Exercise requirements:
A) Translate this sentence from the newsletter page into Spanish: "Those with bikes rode, those without rode in the van with the spares, booze, food, booze, fuel, booze, bedding and booze."
B) Rewrite the newsletter page starting with "Bob Goonan, Ted" and going on through "broke it off.", swapping "Salada" for "pie".
C) List every person the newsletter page marks with "(Radio)" or "(radio)" after their name.

Given passage:
● ● ● ● ●
Vol 12

Page 7


Darwin to Mandorah  —  1975    


The photos on this page were sent in by Gary Butler who was in Darwin in the 70’s and shows a bunch of Darwin blokes on one of their many trips down to Mandorah. Those with bikes rode, those without rode in the van with the spares, booze, food, booze, fuel, booze, bedding and booze.  Names run L-R.


About half way there, Trevor Bayliss (Telstech), Sid McPhail (Radio), Tony Mackrill (Radio), Roger O’Sullivan (Radio), Kev Harrington (Radio), Bob Goonan (Radio), Brian Wamsley (Telsop) and others.


Gary Butler—bush bashing. Gary still has the bike, a 1975 Yamaha YT250B, still with its NT rego plate, and is often seen out at night hooning around the Chermside shopping centre (Qld) car park.


Bob Goonah - getting HDA as a bait layer.



Sex at age 90 is a bit like trying to play snooker with a piece of rope.



George Butler (radio) and Ted Washbrook (radio) enjoying a coldie.


Bob Goonan, Roger O’Sullivan and Brian Wamsley—smoko down the track.


Bob Goonan, Ted Washbrook, Roger O’Sullivan and George Butler.

What could be more nutritious, a cold beer and a hot Salada….



My sister used to have a boy friend with a wooden  leg—but she broke it off.



A bloke went to the doctor and said “Doctor, I feel like I’m falling to pieces.” 

The doctor said “Sit down son and pull yourself together.”                            Sorry…..




RAAF Caribou at Mendi in the Southern Highlands of PNG in 1972, parked behind one of the locals who has his Sunday lunch in tow. This aircraft was probably up there for the “gamin famine” - but we won’t go into that - will we Les!!!!.  


Duty crew.


A few of us were chatting about ‘the old days’ and the topic of Duty Crew came up, and we wondered whether Duty Crew is still the great bludge it used to be. It seems back in the late 60’s the duty crew format was the same no matter where you were, as we compared stories from Richmond and from Amberley and they were similar. We wonder if it was the same at other bases, perhaps if you were at Darwin or Pearce or Willytown you can let us know, but at both Richmond and Amberley, apart from getting 2 fresh sheets every week—instead of the customary one,  the one thing that stood out was the great food.
● ● ● ● ●
Referring expression data
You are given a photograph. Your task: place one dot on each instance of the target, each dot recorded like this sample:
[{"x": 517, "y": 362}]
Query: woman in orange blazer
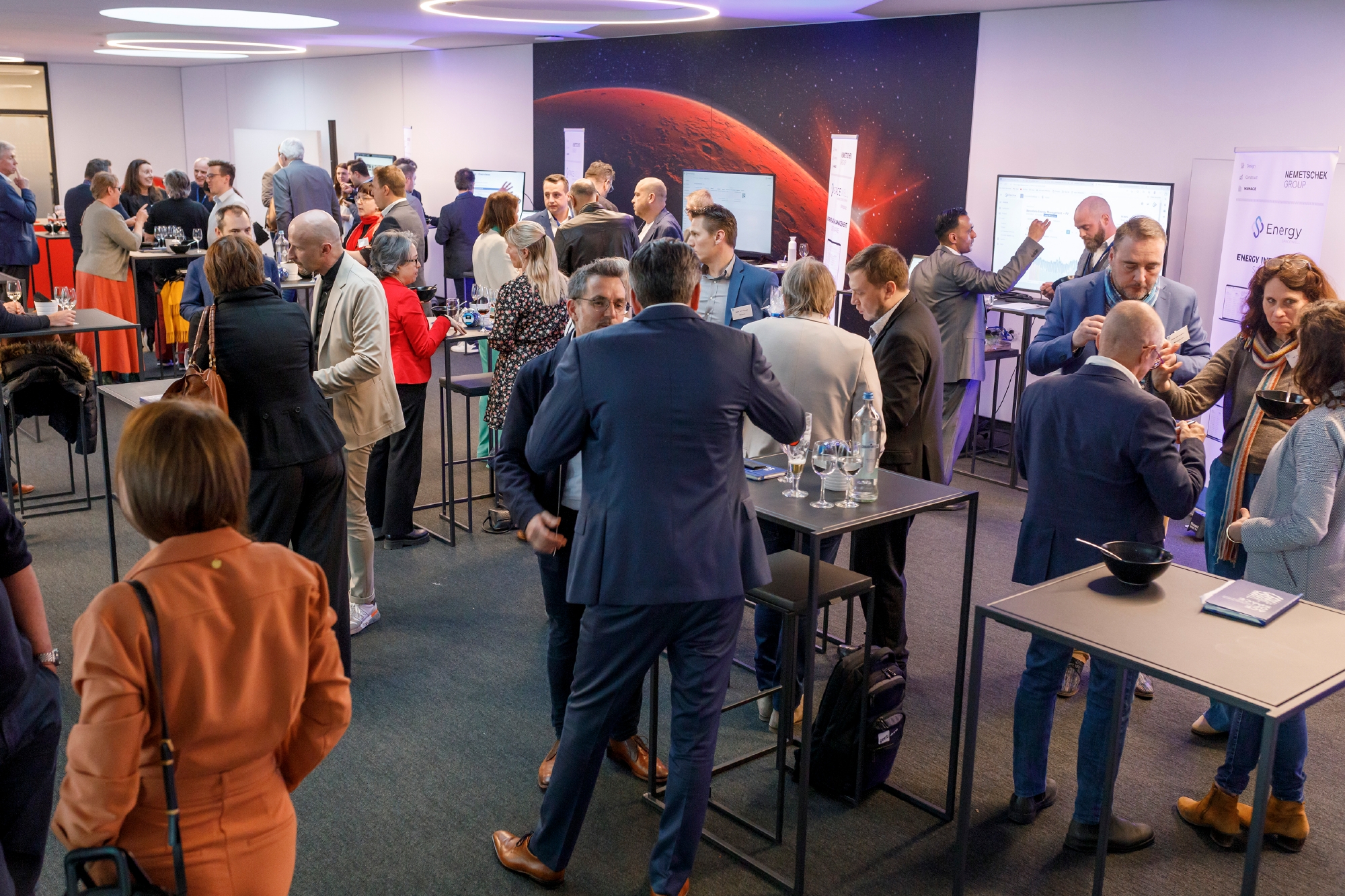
[{"x": 252, "y": 674}]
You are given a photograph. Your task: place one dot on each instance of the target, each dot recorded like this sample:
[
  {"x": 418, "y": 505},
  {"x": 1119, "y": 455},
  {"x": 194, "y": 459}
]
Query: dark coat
[
  {"x": 266, "y": 354},
  {"x": 1104, "y": 463},
  {"x": 910, "y": 360},
  {"x": 657, "y": 408}
]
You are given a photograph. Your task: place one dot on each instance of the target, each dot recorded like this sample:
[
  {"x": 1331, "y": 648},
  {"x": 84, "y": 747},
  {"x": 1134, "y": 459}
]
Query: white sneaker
[{"x": 362, "y": 616}]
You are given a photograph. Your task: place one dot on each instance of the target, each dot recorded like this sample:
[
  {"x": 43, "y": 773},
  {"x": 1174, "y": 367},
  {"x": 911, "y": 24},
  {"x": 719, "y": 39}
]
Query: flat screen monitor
[
  {"x": 489, "y": 182},
  {"x": 750, "y": 197},
  {"x": 1022, "y": 200}
]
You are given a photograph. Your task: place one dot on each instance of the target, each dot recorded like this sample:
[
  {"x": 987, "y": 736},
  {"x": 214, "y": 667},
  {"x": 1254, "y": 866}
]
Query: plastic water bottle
[{"x": 866, "y": 431}]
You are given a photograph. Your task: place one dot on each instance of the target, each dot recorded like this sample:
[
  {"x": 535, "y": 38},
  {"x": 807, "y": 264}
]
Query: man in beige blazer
[{"x": 349, "y": 319}]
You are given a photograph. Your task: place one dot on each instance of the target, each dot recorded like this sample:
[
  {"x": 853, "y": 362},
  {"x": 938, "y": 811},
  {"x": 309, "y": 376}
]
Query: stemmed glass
[
  {"x": 851, "y": 459},
  {"x": 824, "y": 463}
]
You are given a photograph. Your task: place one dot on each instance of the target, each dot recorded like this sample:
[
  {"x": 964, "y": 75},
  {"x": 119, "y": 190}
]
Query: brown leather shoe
[
  {"x": 516, "y": 856},
  {"x": 636, "y": 755},
  {"x": 544, "y": 772}
]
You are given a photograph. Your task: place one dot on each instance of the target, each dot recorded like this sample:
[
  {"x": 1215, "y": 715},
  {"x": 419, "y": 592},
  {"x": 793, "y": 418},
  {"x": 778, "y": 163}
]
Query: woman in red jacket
[{"x": 396, "y": 463}]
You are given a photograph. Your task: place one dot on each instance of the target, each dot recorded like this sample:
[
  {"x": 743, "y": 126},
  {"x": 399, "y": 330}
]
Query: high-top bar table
[{"x": 1161, "y": 631}]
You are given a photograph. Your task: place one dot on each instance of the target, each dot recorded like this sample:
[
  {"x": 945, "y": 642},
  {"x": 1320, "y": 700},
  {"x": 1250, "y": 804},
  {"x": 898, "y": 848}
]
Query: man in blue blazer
[
  {"x": 1105, "y": 464},
  {"x": 1069, "y": 337},
  {"x": 666, "y": 542},
  {"x": 732, "y": 291}
]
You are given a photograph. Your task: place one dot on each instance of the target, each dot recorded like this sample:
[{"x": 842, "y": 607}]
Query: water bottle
[{"x": 866, "y": 431}]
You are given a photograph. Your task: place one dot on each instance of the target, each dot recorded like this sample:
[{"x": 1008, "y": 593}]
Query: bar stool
[
  {"x": 470, "y": 386},
  {"x": 789, "y": 595}
]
● ● ● ● ●
Answers to this exercise:
A) Los que tenían moto iban montados en ella; los que no, iban en la furgoneta con los repuestos, el alcohol, la comida, el alcohol, el combustible, el alcohol, la ropa de cama y el alcohol.

B)
Bob Goonan, Ted Washbrook, Roger O’Sullivan and George Butler.

What could be more nutritious, a cold beer and a hot pie….



My sister used to have a boy friend with a wooden  leg—but she broke it off.

C)
Sid McPhail
Tony Mackrill
Roger O’Sullivan
Kev Harrington
Bob Goonan
George Butler
Ted Washbrook